Battleforge: The First DX11 Game

As we mentioned in our 5870 review, Electronic Arts pushed out the DX11 update for Battleforge the day before the 5870 launched. As we had already left for Intel’s Fall IDF we were unable to take a look at it at the time, so now we finally have the chance.

Being the first DX11 title, Battleforge makes very limited use of DX11’s features given that the hardware and the software are still brand-new. The only thing Battleforge uses DX11 for is for Compute Shader 5.0, which replaces the use of pixel shaders for calculating ambient occlusion. Notably, this is not a use that improves the image quality of the game; pixel shaders already do this effect in Battleforge and other games. EA is using the compute shader as a faster way to calculate the ambient occlusion as compared to using a pixel shader.

The use of various DX11 features to improve performance is something we’re going to see in more games than just Battleforge as additional titles pick up DX11, so this isn’t in any way an unusual use of DX11. Effectively anything can be done with existing pixel, vertex, and geometry shaders (we’ll skip the discussion of Turing completeness), just not at an appropriate speed. The fixed-function tessellater is faster than the geometry shader for tessellating objects, and in certain situations like ambient occlusion the compute shader is going to be faster than the pixel shader.

THE PROBLEM. Continue the article about Battleforge's DX11 update from its final sentence.

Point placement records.
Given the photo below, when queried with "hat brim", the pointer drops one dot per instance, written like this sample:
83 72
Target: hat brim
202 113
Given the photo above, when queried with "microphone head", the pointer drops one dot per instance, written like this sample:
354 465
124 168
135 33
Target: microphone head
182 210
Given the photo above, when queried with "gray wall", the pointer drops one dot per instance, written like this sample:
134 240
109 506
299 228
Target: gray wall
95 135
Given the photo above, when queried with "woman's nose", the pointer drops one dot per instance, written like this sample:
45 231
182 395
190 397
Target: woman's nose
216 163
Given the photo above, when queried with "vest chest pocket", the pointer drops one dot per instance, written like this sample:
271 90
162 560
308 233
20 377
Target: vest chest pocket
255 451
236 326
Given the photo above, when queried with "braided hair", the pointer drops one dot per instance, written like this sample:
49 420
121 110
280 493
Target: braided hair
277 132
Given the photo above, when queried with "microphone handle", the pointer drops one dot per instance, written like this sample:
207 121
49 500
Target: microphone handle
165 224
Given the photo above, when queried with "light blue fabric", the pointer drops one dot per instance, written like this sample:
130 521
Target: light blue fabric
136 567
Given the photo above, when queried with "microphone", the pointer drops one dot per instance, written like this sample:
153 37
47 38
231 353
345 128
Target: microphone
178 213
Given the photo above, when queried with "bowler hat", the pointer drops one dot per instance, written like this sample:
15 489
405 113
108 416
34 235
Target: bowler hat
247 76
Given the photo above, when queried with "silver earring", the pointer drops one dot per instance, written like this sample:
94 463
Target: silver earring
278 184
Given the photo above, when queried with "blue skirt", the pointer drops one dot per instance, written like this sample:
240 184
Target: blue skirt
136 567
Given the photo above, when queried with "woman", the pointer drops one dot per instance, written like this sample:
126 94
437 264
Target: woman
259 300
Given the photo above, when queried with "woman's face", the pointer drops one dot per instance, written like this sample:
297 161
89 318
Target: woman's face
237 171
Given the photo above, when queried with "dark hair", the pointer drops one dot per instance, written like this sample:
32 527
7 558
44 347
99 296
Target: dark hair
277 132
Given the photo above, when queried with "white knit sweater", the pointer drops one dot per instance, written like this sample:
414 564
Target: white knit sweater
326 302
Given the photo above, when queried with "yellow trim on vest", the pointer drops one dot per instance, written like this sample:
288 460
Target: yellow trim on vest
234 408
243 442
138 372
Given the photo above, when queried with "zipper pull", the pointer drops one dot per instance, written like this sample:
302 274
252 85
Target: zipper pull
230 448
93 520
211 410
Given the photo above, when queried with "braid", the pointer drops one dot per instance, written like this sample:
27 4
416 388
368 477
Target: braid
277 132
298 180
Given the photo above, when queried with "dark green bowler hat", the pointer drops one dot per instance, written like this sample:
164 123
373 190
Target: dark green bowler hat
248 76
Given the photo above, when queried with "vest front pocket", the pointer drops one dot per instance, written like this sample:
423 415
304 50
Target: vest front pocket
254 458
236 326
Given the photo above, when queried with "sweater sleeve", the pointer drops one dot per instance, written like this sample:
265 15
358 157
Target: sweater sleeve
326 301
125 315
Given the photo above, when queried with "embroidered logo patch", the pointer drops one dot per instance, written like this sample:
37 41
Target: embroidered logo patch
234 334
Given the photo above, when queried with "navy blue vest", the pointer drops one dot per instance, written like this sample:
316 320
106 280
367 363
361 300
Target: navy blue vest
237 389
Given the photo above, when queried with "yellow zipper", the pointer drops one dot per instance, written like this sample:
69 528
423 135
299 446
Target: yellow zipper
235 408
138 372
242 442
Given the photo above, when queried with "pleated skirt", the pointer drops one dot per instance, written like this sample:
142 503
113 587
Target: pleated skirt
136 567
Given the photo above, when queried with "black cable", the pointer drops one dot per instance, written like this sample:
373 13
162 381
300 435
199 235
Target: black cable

SOLVED PROBLEM.
We ran Battleforge both with DX10/10.1 (pixel shader SSAO) and DX11 (compute shader SSAO) and with and without SSAO to look at the performance difference.

Update: We've finally identified the issue with our results. We've re-run the 5850, and now things make much more sense.

As Battleforge only uses the compute shader for SSAO, there is no difference in performance between DX11 and DX10.1 when we leave SSAO off. So the real magic here is when we enable SSAO, in this case we crank it up to Very High, which clobbers all the cards as a pixel shader.

The difference from in using a compute shader is that the performance hit of SSAO is significantly reduced. As a DX10.1 pixel shader it lobs off 35% of the performance of our 5850. But calculated using a compute shader, and that hit becomes 25%. Or to put it another way, switching from a DX10.1 pixel shader to a DX11 compute shader improved performance by 23% when using SSAO. This is what the DX11 compute shader will initially be making possible: allowing developers to go ahead and use effects that would be too slow on earlier hardware.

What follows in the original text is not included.